Write out the rows without any change, starting at the line that contains "Homework 3, problem 2: Detect the green wall" and ending at the line that contains "[140,9,149,64]", with both of those lines included.

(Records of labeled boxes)
= = = = =

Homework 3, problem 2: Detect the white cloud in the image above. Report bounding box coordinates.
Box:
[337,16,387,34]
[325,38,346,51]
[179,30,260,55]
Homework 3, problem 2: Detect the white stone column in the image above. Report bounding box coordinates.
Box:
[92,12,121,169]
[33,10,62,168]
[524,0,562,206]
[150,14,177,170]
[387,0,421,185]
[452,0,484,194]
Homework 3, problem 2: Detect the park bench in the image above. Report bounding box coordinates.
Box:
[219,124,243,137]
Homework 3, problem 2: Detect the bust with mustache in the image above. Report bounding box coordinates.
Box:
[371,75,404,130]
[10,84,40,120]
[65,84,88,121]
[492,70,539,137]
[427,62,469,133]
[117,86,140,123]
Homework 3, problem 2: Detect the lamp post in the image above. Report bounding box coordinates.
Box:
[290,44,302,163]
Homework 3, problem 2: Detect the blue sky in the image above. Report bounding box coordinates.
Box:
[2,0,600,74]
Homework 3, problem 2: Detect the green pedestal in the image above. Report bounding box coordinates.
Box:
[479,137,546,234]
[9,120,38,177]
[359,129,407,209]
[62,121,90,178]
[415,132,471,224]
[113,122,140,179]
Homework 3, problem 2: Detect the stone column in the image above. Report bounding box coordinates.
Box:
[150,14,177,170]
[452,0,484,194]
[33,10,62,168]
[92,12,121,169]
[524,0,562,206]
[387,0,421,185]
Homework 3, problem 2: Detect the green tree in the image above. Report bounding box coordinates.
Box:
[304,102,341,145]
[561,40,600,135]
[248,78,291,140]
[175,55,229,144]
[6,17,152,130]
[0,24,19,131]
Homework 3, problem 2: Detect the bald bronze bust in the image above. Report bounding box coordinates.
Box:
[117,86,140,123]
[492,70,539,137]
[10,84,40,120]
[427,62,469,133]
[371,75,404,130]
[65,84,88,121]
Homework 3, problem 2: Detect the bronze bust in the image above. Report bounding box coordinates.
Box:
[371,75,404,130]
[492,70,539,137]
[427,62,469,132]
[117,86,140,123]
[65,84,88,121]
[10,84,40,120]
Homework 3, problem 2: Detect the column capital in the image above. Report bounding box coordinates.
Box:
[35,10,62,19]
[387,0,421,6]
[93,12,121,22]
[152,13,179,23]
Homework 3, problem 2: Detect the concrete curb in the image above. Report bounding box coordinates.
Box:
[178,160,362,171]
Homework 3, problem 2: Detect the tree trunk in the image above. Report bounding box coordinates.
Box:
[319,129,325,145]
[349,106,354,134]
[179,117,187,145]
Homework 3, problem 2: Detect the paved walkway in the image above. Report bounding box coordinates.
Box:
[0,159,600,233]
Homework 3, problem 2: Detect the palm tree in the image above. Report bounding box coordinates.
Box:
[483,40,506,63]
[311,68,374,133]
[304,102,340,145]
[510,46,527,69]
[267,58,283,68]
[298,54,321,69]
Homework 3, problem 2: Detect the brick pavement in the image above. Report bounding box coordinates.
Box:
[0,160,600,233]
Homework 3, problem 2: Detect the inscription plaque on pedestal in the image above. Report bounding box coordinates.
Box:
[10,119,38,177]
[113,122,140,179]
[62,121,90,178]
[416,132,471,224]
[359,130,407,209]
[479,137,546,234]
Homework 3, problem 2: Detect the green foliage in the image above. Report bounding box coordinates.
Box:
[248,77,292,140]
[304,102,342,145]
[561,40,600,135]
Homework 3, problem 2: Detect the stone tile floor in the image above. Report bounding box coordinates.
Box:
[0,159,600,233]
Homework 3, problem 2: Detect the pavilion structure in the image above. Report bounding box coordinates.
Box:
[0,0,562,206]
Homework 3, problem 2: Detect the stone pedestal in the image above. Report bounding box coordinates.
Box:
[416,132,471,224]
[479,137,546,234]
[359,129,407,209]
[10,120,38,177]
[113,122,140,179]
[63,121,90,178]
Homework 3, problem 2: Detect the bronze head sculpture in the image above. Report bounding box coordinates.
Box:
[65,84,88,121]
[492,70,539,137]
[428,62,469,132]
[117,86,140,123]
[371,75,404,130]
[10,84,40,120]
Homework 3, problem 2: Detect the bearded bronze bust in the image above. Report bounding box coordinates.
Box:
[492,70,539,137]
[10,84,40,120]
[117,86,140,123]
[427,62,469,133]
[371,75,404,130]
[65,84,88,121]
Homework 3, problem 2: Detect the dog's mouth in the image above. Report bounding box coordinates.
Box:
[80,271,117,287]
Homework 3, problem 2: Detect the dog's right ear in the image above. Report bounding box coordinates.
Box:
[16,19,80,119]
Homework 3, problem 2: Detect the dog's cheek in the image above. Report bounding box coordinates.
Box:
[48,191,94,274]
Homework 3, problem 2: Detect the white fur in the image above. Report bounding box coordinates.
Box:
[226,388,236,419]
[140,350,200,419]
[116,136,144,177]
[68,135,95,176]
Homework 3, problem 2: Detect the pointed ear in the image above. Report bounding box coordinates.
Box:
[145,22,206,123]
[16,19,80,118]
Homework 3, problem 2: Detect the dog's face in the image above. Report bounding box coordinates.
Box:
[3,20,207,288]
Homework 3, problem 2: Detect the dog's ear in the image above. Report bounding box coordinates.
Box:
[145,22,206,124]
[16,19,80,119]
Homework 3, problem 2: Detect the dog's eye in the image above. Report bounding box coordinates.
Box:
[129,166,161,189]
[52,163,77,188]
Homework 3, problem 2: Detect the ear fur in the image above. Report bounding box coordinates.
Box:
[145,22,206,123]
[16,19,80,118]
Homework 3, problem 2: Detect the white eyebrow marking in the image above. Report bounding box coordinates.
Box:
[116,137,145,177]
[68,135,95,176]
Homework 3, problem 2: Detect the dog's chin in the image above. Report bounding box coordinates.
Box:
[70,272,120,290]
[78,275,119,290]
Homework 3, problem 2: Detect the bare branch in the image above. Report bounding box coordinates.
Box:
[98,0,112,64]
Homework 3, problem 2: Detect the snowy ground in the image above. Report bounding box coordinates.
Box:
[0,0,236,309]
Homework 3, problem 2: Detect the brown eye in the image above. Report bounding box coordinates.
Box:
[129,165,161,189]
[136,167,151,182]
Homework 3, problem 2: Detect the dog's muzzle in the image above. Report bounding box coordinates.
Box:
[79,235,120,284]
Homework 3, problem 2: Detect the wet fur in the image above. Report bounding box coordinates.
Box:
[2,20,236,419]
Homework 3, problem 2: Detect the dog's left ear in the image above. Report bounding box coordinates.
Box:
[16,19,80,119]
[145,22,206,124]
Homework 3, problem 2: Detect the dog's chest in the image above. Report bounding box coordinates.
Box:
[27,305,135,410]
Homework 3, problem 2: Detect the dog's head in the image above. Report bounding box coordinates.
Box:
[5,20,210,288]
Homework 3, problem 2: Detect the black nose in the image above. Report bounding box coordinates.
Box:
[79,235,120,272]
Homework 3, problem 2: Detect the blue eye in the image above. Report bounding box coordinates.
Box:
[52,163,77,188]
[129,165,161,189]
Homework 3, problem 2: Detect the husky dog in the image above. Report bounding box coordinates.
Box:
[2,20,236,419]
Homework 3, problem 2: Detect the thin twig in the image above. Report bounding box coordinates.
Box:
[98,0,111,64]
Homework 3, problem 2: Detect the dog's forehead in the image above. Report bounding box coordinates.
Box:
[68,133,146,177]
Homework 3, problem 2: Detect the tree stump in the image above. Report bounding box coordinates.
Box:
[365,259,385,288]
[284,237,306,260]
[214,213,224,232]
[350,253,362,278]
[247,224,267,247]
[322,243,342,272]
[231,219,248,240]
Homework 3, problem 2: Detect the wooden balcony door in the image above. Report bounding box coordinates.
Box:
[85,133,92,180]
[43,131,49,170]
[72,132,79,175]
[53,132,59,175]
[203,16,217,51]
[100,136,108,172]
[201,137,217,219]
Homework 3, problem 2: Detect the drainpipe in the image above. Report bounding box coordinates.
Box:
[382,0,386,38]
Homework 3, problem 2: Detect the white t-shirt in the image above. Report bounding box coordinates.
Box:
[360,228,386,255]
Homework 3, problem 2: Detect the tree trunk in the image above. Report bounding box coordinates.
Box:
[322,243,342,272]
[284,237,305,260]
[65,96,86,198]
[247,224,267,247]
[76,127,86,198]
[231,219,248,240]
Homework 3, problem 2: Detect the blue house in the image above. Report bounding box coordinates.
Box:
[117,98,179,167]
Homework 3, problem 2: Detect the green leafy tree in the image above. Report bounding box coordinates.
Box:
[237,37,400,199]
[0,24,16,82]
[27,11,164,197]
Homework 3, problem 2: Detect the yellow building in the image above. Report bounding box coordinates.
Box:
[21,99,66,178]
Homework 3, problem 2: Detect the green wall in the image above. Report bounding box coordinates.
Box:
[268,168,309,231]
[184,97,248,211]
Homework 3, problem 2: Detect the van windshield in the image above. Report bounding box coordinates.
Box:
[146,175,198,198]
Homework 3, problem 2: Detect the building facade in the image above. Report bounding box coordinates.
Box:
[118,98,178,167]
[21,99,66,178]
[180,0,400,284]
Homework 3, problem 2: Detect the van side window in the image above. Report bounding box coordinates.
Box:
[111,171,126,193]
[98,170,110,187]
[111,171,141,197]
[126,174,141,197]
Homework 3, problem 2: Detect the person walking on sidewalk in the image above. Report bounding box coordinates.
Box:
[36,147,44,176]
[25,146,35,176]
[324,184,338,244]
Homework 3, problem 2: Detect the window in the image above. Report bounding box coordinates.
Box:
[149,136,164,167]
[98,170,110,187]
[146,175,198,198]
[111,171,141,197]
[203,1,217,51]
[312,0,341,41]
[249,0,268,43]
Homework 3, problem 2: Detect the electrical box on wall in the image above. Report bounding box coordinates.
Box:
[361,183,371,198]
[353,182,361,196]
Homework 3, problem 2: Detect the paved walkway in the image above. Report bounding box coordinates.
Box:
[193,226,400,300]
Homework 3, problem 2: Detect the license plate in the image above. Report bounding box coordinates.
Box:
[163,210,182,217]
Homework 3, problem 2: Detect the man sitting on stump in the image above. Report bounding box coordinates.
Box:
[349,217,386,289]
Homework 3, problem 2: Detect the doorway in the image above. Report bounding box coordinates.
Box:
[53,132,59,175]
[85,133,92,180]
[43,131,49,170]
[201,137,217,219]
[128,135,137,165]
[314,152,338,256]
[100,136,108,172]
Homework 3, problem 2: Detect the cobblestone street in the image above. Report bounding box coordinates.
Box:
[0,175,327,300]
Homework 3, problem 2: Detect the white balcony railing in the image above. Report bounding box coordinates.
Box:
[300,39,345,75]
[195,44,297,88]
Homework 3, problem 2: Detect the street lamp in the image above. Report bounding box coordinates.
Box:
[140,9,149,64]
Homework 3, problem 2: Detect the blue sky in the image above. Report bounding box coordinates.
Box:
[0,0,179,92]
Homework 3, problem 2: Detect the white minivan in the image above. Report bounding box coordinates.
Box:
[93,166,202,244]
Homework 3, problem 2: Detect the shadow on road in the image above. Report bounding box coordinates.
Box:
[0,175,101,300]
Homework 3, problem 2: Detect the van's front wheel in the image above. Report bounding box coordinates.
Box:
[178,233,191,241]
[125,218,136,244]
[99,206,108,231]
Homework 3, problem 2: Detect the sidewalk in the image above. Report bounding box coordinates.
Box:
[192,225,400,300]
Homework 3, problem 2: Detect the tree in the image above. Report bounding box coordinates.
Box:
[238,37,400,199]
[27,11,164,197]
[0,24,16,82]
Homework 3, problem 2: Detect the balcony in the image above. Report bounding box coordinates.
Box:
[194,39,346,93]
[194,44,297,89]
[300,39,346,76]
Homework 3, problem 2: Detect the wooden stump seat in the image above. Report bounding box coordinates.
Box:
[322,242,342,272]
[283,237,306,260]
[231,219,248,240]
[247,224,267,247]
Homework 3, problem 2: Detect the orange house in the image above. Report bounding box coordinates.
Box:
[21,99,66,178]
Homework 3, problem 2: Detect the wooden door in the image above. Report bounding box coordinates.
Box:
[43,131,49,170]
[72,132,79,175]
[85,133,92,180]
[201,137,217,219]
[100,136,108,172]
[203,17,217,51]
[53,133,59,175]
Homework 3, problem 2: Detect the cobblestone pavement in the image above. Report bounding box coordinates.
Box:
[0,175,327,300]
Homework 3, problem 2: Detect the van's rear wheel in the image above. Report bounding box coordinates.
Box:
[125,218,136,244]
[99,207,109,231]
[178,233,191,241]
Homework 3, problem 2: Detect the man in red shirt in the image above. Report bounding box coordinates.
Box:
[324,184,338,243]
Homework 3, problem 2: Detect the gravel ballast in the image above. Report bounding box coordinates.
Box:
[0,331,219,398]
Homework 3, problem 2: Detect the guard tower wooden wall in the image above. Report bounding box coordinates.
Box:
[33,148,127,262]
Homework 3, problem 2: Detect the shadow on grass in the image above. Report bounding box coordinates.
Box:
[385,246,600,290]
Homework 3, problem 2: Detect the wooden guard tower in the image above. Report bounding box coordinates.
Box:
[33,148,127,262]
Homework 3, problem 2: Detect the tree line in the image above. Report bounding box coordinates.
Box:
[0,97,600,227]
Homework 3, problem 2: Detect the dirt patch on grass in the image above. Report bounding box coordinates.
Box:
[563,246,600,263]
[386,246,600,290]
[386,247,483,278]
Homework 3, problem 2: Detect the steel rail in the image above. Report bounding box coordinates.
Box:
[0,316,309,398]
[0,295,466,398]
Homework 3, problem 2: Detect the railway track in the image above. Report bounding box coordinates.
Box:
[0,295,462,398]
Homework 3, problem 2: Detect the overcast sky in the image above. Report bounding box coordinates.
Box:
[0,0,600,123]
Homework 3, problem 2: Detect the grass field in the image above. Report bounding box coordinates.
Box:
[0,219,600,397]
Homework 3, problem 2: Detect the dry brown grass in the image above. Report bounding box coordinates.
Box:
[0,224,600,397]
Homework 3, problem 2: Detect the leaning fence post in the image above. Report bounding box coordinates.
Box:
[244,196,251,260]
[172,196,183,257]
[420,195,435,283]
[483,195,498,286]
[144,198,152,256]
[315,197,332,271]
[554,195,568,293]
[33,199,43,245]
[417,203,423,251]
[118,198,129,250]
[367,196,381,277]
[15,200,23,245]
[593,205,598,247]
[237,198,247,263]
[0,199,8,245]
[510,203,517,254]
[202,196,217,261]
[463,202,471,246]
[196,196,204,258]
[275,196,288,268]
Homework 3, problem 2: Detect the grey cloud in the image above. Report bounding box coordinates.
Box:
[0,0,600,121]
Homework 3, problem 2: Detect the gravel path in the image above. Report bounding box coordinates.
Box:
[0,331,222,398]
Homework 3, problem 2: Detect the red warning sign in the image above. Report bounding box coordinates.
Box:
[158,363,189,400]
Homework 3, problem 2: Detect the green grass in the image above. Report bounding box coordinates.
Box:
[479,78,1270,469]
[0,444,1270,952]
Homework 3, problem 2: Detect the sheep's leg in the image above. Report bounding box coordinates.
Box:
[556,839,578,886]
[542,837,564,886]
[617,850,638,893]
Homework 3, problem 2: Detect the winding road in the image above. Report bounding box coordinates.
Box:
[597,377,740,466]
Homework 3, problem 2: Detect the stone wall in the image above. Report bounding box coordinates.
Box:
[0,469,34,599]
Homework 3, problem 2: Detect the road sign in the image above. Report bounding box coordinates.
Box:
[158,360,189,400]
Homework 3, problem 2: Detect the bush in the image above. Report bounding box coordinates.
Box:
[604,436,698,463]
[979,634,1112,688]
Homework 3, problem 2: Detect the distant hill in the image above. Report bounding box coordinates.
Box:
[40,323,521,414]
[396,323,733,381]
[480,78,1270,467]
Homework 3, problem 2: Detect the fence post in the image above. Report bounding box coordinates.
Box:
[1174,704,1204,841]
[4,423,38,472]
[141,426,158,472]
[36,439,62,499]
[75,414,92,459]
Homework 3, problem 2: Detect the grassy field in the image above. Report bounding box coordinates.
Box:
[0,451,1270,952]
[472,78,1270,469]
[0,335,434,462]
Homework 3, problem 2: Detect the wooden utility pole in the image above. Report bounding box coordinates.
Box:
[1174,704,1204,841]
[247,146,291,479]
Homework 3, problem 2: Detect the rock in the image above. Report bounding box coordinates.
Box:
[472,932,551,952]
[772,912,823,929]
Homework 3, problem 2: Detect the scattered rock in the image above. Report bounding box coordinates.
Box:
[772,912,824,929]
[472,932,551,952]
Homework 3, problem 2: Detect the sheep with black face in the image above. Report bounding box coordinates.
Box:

= = = = =

## Response
Homework 3, problem 2: Detect the green wall in the image above. Report bounding box coordinates.
Box:
[268,168,309,231]
[184,97,248,211]
Homework 3, problem 2: Detect the van windshield in the image above. Report bounding box coordinates.
Box:
[146,175,198,198]
Homework 3, problem 2: Detect the building facade in the image above. Report bounding box coordinates.
Box:
[118,98,178,167]
[21,99,66,178]
[180,0,400,284]
Homework 3, problem 2: Detect the van side window in the image above. Report bounding box coordinates.
Box:
[111,171,126,193]
[98,170,110,187]
[111,171,141,197]
[126,174,141,197]
Homework 3, problem 2: Detect the person walking on sidewalk in the image above. Report bounding box coordinates.
Box:
[36,147,44,176]
[25,146,35,176]
[324,184,338,244]
Homework 3, problem 2: Detect the window in the image above. Report bounding box coordinates.
Box:
[149,136,164,167]
[98,170,110,187]
[146,175,198,198]
[111,171,141,197]
[203,1,217,51]
[312,0,341,41]
[249,0,268,43]
Homework 3, problem 2: Detect the electrical box on wall in the image above. Report bounding box coordinates.
Box:
[361,183,371,198]
[353,182,361,196]
Homework 3, problem 2: Detect the paved walkway in the image above. Report bounding box coordinates.
Box:
[193,226,400,300]
Homework 3, problem 2: Detect the license plate in the image above. Report bounding box coordinates.
Box:
[163,210,182,217]
Homework 3, problem 2: Detect the man sitting on stump in the image above. Report bounding box coordinates.
Box:
[349,217,386,289]
Homework 3, problem 2: Detect the doorway in the image above. Report bounding box coordinates.
Box:
[53,132,59,175]
[85,133,92,180]
[43,131,49,170]
[201,137,217,219]
[128,135,137,165]
[314,152,338,256]
[100,136,108,172]
Homework 3, problem 2: Detect the cobblestone street in the image above. Report bounding box coordinates.
Box:
[0,175,327,300]
Homework 3, problem 2: Detect the white balcony railing in the image above. Report bounding box coordinates.
Box:
[300,39,345,75]
[195,44,297,88]
Homework 3, problem 2: Detect the street lamp in the image above. Report bounding box coordinates.
Box:
[140,9,149,64]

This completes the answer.